In the autumn of 2014, at the peak of the epidemic, favipiravir was the only drug meeting the three following criteria: a strong antiviral effect in animal models, a good safety profile, and large stocks of the drug readily available. This prompted the decision to evaluate favipiravir in a non-comparative proof-of-concept trial, in which all patients received favipiravir along with standardized care (JIKI trial) [24]. Using a modeling approach based on the pharmacokinetic data obtained in Japanese and preclinical results, a 10-day treatment with a loading dose of 6000 mg on day 1 and a maintenance dose of 2400 mg/day was used for adults [25]. These doses are larger than what is approved in Japan for complicated influenza (3200 mg on day 1, followed by 1200 mg for 4 days [20]). For children, doses were calculated in accordance with body weight [26]. Between December 2014 and April 2015, 126 patients were included, with a mortality rate of 52.6 % (excluding patients receiving also convalescent plasma, 95 % confidence interval 43.1–61.9), compared with 55 % in the pretrial period [24]. The baseline viral load was a critical predictor of survival with a mortality rate of 20 % (95 % confidence interval 11.6–32.4) in patients with less than 7.7 log10 copies/mL compared with 91 % (95 % confidence interval 78.8–96.4) in adults with more than 7.7 log10 copies/mL. In patients with less than 7.7 log10 copies/mL, the pretrial mortality was larger and equal to 30.5 %, suggesting that an effect of favipiravir merits further study in this population. Although the absence of a comparator group and the reduced number of included patients did not allow for a formal safety assessment, no signal of toxicity was reported in the JIKI trial [24].
2.2 BCX4430
BCX4430 is a broad-spectrum antiviral developed by BioCryst Pharmaceuticals, originally intended to target hepatitis C virus, but subsequently developed for the treatment of filovirus infections such as EBOV [27]. BCX4430 is an adenosine analog, which is metabolized into the triphosphate active form, BCX4430-TP. This active metabolite reduces the production of viral RNA by inhibiting the RNA polymerase activity via inducing premature termination of RNA chain synthesis [27]. The drug nucleotide has high selectivity for viral RNA polymerase. No evidence was found for the incorporation of the BCX4430 nucleotide into human DNA and RNA [27].
2.2.1 Pharmacokinetics and Safety
The pharmacokinetics of BCX4430 has been only evaluated in animal models, with doses ranging from 2 to 50 mg/kg. In rodents and cynomolgus macaques, BCX4430 concentration decreases rapidly in the plasma with a half-life of 5–10 min [27]. However, the half-life of its principal active metabolite, BCX4430-TP, in the liver in rats was substantially longer (6.2 h). High bioavailability and rapid absorption via the intramuscular route was observed in animal models [27]. In vitro experiments showed that BCX4430 exhibited no mutagenicity and produced no detectable chromosomal aberrations in human lymphocytes. A phase I study to evaluate the safety, tolerability, and pharmacokinetics of BCX4430 is ongoing [16].

Exercise tasks:
[A] Decide whether each statement agrees with the favipiravir and BCX4430 excerpt above: (i) the adult doses in the JIKI trial were larger than those approved in Japan for complicated influenza; (ii) BCX4430 was originally intended to target hepatitis B virus; (iii) the pharmacokinetics of BCX4430 has been evaluated in humans. Please answer yes or no for each and quote the deciding words.
[B] Extend the favipiravir and BCX4430 excerpt above, starting right after its final sentence.

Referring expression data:

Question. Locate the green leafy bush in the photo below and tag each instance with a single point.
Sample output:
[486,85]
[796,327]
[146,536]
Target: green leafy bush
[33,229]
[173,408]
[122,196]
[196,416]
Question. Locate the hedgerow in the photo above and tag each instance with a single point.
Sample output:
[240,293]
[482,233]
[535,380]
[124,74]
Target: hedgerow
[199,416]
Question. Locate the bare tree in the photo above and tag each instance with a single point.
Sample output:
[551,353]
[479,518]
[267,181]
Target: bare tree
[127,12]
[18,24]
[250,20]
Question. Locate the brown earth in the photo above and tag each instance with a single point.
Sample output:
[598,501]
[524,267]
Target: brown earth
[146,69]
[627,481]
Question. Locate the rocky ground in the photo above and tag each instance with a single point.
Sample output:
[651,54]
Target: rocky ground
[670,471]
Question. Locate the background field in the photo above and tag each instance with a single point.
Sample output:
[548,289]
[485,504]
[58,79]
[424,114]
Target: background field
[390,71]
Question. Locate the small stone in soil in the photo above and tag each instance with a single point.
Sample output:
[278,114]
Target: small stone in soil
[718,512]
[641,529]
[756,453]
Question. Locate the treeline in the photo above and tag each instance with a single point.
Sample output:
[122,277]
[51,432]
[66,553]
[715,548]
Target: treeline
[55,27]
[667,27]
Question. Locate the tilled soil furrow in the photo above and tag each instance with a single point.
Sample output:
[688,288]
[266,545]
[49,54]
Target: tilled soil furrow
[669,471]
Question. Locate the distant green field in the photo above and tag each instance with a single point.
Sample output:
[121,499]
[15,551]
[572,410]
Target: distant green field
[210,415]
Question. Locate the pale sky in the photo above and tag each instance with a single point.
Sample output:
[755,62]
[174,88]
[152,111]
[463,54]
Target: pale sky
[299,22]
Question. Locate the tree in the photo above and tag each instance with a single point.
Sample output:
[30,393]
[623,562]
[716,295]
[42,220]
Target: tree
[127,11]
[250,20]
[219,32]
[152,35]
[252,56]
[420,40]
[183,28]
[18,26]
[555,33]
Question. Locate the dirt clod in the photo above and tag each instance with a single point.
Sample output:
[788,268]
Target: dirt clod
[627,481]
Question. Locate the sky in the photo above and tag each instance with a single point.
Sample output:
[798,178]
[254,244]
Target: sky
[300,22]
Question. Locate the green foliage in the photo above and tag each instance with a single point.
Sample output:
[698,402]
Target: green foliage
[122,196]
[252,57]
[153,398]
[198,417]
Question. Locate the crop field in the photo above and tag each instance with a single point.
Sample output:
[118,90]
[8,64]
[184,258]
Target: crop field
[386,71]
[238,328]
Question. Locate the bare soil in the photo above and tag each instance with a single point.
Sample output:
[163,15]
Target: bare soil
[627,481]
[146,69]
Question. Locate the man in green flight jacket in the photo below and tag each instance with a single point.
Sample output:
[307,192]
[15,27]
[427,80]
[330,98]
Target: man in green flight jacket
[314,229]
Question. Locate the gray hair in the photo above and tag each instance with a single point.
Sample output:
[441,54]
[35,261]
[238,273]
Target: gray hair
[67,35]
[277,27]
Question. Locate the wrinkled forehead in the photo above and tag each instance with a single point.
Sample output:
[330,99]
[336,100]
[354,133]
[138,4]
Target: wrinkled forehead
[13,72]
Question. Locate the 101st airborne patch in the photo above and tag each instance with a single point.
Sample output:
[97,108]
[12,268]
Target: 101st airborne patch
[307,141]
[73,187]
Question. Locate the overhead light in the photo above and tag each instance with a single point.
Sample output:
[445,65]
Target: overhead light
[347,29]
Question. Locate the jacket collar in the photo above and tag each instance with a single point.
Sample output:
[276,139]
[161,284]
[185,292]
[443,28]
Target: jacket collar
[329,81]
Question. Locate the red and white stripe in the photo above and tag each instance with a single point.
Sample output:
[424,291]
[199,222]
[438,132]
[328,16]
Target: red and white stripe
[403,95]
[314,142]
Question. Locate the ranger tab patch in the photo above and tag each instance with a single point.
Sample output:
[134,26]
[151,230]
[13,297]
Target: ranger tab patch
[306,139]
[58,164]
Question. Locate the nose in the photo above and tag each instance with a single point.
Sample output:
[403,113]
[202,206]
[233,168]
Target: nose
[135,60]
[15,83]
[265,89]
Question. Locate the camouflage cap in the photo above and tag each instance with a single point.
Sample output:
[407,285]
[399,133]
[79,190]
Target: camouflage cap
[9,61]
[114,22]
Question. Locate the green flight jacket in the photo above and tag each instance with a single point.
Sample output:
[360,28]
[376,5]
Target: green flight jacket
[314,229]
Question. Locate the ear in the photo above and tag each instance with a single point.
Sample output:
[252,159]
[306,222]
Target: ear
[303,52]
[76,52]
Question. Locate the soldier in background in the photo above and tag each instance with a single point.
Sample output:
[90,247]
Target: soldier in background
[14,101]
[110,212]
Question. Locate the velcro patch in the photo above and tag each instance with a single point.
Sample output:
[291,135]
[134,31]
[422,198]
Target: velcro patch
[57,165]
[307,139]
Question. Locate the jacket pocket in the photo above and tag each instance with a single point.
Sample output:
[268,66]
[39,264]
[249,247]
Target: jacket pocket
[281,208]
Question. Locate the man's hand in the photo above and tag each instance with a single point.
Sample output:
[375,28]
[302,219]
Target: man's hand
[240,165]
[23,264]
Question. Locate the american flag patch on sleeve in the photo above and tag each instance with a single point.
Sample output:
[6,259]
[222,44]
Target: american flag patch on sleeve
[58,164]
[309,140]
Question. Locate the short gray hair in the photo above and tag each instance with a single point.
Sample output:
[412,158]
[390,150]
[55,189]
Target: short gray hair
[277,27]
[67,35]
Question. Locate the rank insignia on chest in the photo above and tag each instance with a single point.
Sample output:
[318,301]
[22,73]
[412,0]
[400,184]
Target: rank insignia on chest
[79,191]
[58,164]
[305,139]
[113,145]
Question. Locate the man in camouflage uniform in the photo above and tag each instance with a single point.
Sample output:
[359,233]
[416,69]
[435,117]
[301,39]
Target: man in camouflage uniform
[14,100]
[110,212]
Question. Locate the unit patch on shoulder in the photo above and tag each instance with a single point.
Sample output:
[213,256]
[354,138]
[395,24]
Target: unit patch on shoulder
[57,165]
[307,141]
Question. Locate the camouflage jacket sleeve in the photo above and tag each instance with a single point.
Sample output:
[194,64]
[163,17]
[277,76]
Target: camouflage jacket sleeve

Results of the tasks:
[A]
(i) Yes: "These doses are larger than what is approved in Japan for complicated influenza"
(ii) No: "originally intended to target hepatitis C virus"
(iii) No: "The pharmacokinetics of BCX4430 has been only evaluated in animal models"

[B]
2.2.2 Efficacy
BCX4430 exhibited a strong in vitro antiviral effect against EBOV with an EC50 of 3.13 µg/mL using HeLa cells and the EBOV Kikwit strain [27]. The efficacy of BCX4430 against EBOV infection has been evaluated in two different NHP models [28–30]. In one study, infected cynomolgus macaques were given various doses (from 3.4 to 16 mg/kg BID) 48 h post-challenge. The results of this study showed that BCX4430 significantly prolonged the survival time but did not improve the survival rate even at the highest dose tested [28]. In another study, infected rhesus macaque monkeys were given high intramuscular doses of BCX4430 (16 mg/kg BID or 25 mg/kg BID) 30–120 min after a virus challenge for 14 days [29, 30]. At the end of the follow-up period, all of the six NHPs receiving 25 mg/kg survived compared with four of six in the group receiving 16 mg/kg and none in the control group (n = 3, all dead within 9 days). The mean peak viral load (at day 8 in all animals) was 3 log10 copies/mL lower in treated NHP compared with untreated NHP (6 vs 9 log10 copies/mL, respectively) [29, 30].
2.3 ZMapp
ZMapp, developed by Mapp Biopharmaceutical, is a combination of three humanized monoclonal antibodies (c13C6, c2G4, and c4G7 in equal proportions) targeting the EBOV glycoprotein [31]. ZMapp components are produced by bioengineering in Nicotiana benthamiana, a plant able to express pharmaceutical proteins. These antibodies were demonstrated to have a large neutralizing activity in vitro [31], suggesting an ability to link with a strong affinity to viral particles, inhibiting their fusion with the target cells and enhancing their clearance. Monoclonal antibodies were also thought to accelerate the elimination of infected cells expressing viral glycoprotein, through an antibody-dependent cellular cytotoxicity mechanism or complement [32, 33].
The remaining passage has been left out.